**Saved data entries**
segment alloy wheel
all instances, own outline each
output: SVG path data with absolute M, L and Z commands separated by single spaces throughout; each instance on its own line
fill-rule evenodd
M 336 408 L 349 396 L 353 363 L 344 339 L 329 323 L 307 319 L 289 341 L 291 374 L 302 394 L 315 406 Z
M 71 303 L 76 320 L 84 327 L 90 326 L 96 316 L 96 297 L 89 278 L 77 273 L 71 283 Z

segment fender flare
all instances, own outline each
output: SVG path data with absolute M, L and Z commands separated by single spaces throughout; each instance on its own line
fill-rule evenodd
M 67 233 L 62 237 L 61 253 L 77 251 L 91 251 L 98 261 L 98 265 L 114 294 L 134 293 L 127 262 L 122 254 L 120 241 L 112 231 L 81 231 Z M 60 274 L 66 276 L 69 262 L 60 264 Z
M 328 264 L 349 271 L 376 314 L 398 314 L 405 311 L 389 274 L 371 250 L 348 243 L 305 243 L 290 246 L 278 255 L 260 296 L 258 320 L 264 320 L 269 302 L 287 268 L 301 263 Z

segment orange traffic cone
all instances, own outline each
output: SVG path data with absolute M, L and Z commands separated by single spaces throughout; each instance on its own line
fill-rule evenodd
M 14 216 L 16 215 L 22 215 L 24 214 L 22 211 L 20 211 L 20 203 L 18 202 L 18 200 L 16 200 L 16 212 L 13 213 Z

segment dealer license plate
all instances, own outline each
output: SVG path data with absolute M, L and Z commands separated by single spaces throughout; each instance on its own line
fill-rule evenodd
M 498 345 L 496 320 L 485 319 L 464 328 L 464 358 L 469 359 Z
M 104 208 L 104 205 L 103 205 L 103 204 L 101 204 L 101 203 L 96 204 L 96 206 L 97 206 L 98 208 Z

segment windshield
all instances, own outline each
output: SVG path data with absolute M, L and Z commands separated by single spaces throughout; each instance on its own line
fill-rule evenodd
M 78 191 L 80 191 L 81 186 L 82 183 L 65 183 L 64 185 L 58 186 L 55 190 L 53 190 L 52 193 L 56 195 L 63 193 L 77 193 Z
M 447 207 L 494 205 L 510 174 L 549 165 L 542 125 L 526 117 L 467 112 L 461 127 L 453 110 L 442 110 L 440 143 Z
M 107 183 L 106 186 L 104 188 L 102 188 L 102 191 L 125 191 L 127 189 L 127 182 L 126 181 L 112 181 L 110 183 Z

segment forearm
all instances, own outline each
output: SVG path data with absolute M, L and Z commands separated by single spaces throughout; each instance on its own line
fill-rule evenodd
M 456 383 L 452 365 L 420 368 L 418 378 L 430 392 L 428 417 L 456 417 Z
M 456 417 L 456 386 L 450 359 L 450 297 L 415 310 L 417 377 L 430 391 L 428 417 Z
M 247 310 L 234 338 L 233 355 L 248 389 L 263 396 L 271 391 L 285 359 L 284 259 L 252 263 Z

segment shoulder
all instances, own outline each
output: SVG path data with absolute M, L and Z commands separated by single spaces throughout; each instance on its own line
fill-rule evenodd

---

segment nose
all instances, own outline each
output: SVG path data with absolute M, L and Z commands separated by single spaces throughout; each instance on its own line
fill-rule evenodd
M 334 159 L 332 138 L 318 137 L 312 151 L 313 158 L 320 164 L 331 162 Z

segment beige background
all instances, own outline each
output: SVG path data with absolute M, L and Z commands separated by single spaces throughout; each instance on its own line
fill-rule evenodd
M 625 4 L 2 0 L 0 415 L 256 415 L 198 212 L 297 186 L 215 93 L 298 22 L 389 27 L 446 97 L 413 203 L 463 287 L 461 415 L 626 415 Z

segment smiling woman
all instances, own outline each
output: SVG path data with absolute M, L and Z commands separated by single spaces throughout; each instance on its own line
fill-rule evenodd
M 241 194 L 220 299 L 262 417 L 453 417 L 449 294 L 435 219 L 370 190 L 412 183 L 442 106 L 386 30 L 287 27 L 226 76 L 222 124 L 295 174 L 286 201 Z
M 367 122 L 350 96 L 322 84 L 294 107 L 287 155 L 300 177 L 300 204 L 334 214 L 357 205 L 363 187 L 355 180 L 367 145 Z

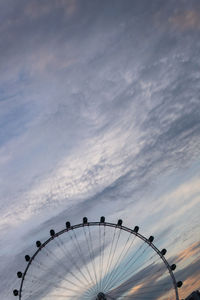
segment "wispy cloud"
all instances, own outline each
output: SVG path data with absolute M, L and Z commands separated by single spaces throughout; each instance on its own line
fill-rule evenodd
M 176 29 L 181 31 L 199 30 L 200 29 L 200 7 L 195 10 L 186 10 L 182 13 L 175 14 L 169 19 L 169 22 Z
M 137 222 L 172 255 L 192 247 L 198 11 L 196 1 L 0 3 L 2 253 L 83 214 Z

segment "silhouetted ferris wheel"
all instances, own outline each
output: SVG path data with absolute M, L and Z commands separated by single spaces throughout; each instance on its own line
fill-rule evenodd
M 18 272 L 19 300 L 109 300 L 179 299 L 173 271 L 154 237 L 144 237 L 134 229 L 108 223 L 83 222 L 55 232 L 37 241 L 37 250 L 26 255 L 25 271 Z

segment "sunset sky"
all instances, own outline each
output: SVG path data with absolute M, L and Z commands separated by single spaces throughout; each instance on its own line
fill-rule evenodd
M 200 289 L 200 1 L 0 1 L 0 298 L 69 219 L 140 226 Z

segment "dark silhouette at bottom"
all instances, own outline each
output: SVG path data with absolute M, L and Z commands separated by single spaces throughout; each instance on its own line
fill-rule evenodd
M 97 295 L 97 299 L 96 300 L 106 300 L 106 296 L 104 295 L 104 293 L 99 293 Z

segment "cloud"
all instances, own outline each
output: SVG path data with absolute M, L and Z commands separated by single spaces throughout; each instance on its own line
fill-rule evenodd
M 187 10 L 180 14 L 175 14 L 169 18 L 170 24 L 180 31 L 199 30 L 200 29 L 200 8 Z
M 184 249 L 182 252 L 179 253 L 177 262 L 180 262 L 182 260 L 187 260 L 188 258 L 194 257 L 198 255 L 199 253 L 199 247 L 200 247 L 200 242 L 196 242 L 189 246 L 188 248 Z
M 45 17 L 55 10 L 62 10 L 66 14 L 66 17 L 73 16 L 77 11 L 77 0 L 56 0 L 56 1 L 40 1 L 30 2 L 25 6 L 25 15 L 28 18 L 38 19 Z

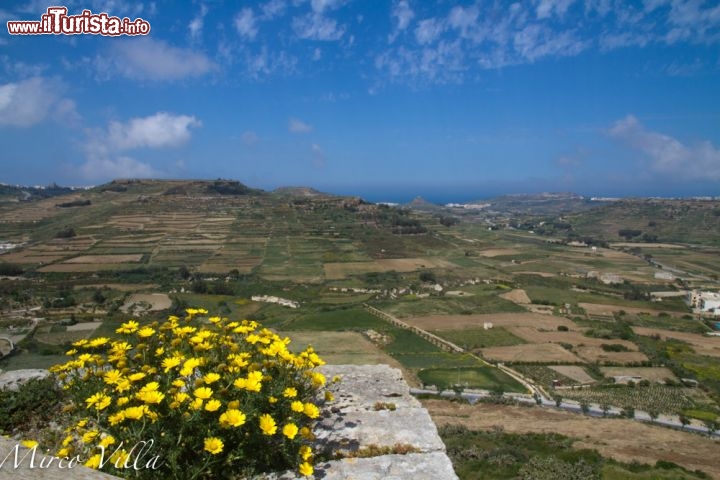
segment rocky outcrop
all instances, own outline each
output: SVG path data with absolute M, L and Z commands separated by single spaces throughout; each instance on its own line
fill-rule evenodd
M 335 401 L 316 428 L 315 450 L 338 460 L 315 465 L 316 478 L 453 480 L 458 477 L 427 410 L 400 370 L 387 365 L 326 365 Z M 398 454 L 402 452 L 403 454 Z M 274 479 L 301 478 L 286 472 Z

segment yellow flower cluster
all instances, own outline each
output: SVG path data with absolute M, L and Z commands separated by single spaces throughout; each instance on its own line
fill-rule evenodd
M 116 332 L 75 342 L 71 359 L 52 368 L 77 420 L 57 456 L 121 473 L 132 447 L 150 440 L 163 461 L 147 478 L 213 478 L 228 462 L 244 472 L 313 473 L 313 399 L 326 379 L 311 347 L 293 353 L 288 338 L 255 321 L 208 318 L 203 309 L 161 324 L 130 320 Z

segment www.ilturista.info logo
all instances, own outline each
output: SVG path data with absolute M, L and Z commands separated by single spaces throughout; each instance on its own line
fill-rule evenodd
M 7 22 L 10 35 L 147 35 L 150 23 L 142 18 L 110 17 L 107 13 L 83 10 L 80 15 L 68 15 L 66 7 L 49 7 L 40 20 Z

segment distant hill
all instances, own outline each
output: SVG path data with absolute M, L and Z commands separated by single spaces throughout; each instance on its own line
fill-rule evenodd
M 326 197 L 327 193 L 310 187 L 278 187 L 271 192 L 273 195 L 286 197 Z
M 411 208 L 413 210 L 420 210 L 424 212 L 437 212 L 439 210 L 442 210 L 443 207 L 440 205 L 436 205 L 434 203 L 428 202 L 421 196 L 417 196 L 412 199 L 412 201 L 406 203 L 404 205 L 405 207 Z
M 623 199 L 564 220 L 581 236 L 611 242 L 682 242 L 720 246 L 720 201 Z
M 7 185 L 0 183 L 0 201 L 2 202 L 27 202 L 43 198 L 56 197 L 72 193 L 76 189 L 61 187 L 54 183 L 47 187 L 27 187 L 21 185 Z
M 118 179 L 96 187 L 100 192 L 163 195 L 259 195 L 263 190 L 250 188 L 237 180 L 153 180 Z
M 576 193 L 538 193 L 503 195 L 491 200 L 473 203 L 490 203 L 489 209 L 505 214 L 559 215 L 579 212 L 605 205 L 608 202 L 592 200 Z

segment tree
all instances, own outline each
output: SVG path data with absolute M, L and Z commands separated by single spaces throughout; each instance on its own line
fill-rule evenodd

**Task details**
The answer must be every line from the records above that contains "wheel".

**The completed task**
segment alloy wheel
segment "silhouetted ferris wheel"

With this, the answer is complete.